<<<<

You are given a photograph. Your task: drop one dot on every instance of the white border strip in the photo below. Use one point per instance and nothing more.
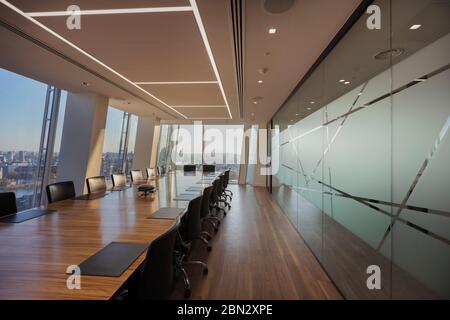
(198, 18)
(17, 10)
(107, 11)
(205, 106)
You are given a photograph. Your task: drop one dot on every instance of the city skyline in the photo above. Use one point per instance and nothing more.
(22, 106)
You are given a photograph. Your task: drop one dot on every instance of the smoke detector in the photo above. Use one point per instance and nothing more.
(383, 55)
(278, 6)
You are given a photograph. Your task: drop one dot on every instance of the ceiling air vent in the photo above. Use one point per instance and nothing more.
(278, 6)
(237, 14)
(383, 55)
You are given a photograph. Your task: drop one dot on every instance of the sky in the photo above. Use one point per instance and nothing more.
(22, 102)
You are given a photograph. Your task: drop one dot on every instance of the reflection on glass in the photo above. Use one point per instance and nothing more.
(365, 157)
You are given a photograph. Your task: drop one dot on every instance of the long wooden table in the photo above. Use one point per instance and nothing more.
(35, 254)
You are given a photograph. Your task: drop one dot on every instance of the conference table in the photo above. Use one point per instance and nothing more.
(35, 254)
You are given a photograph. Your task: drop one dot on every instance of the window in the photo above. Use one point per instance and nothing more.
(118, 146)
(223, 147)
(189, 144)
(25, 127)
(131, 142)
(59, 126)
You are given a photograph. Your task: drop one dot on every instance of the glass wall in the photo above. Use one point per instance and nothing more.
(365, 152)
(223, 147)
(59, 126)
(120, 139)
(220, 145)
(132, 130)
(252, 154)
(23, 105)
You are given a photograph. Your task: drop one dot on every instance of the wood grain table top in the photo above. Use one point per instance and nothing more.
(35, 254)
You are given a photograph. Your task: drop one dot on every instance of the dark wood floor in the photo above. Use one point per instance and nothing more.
(257, 254)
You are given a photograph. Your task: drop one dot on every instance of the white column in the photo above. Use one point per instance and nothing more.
(147, 137)
(244, 155)
(82, 138)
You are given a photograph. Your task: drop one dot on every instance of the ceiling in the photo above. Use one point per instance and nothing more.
(173, 59)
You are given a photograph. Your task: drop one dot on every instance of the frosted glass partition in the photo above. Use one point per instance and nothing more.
(365, 156)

>>>>

Leave the pictures out and reproduce all of the records exactly.

» **Worked solution**
You are given a photograph. Your task: drop one dot on every instance of the white border strip in the photo below. Use one point per instance and nothing more.
(198, 18)
(17, 10)
(107, 11)
(205, 106)
You are given a photograph. Your task: drop one dot on every instance of the city skyline in the photo above. Use one point per instance and nothing more.
(22, 106)
You are given a photograph. Your task: drop one dot on every instance of the smoke detector in the photo above. Use one point per instance and nothing more.
(383, 55)
(278, 6)
You are given a photograph. Your task: drop one dot on every instance of the ceiling air vent in the photo above. Use one point per instance and nothing more.
(278, 6)
(237, 14)
(383, 55)
You are given a photograph. Your task: drop one dot on every instance of the sky in the photo above. Use one point per instance and nothing more.
(22, 102)
You are given a photograph. Your task: drop one dot on every instance of the reflection on glass in the photo above. Use one point per instance and nothing more.
(365, 157)
You are given a photograph. Your task: drop one dot on every instance of the long wooden table in the photo above. Use one point per instance and nothing more.
(35, 254)
You are given a photograph. Your task: drop one dot on every instance of the conference table in the photo above. Use one point per instance and nothing more.
(35, 254)
You are given a photograph. Your task: drop one dot on every instance of the window in the photo above. Use one point per instance and nothing more.
(118, 146)
(223, 147)
(189, 144)
(25, 127)
(131, 142)
(59, 126)
You are given a photograph. Your task: drop one dot on every instance of the glass wall in the photo above. Use one point per instance and nothing more.
(365, 152)
(223, 147)
(59, 126)
(120, 139)
(220, 145)
(132, 130)
(252, 154)
(23, 105)
You are given a photograph. Your task: drop one dot on every instance of the wood grain table top in the photo above. Use one point per instance and nothing more.
(35, 254)
You are given a photograph. Your task: drop one dot on every instance of the dark wood floor in the photo above. Use one point per instance and nothing more.
(257, 254)
You are given a photograph. Your task: drop one dot on every instance of the white column in the photo above. Use one point per instance and nothing more.
(147, 137)
(244, 155)
(82, 138)
You are given a photograph. Your task: drop one dot on every instance of the ceiling in the photo above. Use one point per instance and nothing more.
(173, 59)
You are given a photograph. Your task: drop one dot on every instance of the frosted glass partition in the photo above. Use one point per instance and nothing more.
(365, 156)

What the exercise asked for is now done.